◆ SET PROBLEM ◆
Reproduce every line of the records below verbatim, omitting the pictures from your answer.

▬▬▬▬▬▬

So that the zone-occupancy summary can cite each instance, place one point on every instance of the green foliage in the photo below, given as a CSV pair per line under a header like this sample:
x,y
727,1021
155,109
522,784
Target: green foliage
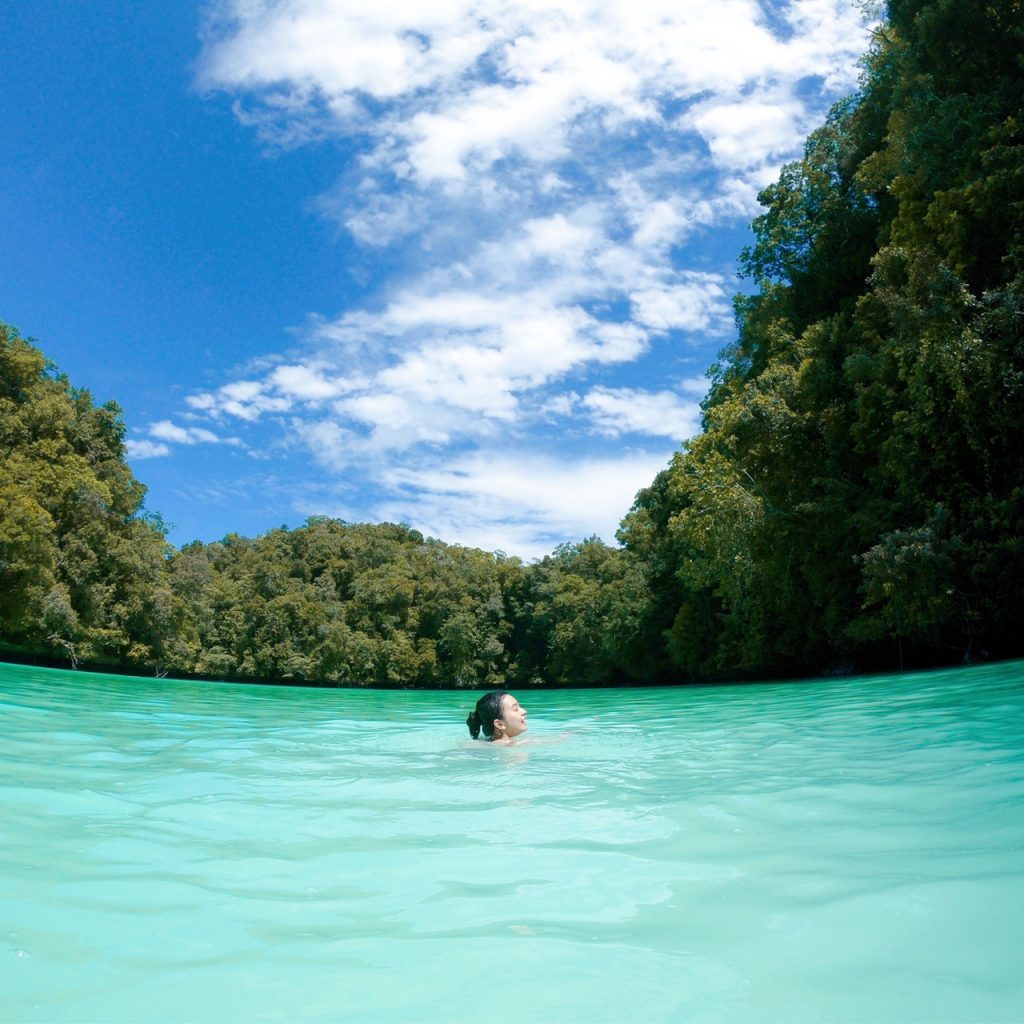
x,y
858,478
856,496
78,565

▬▬▬▬▬▬

◆ RESULT OF THE EXERCISE ◆
So that the zone-occupancy summary can cite each instance, place one point on every instance of the green foliage in the photo below, given as a CSV pair per line under a header like this sample:
x,y
727,1021
155,109
522,784
Target: green foliage
x,y
858,478
856,496
78,565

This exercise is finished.